[WORK TO DO] Rewrite the material below, substituting "prompt" for every occurrence of "query" and changing nothing else. Omit the pictures from your output.

|---|

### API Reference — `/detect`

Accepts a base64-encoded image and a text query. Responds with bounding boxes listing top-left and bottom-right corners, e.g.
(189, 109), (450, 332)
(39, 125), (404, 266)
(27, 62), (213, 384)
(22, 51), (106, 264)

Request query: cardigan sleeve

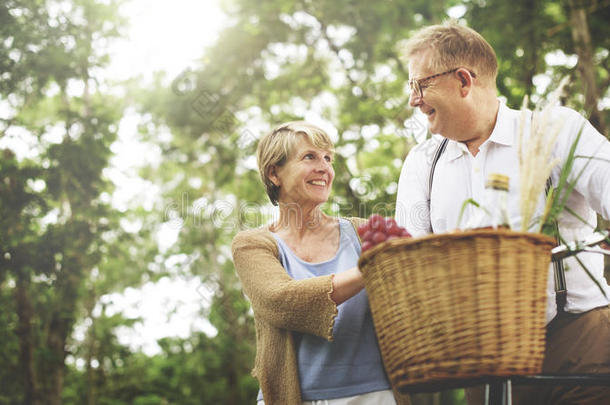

|---|

[TASK OUTPUT]
### API Reference — `/detect`

Accepts a base64-encoded image and a text prompt. Responds with bounding boxes listing top-left and bottom-right corners, e.g.
(189, 109), (450, 332)
(39, 125), (404, 266)
(27, 62), (213, 384)
(22, 51), (106, 264)

Request prompt: cardigan sleeve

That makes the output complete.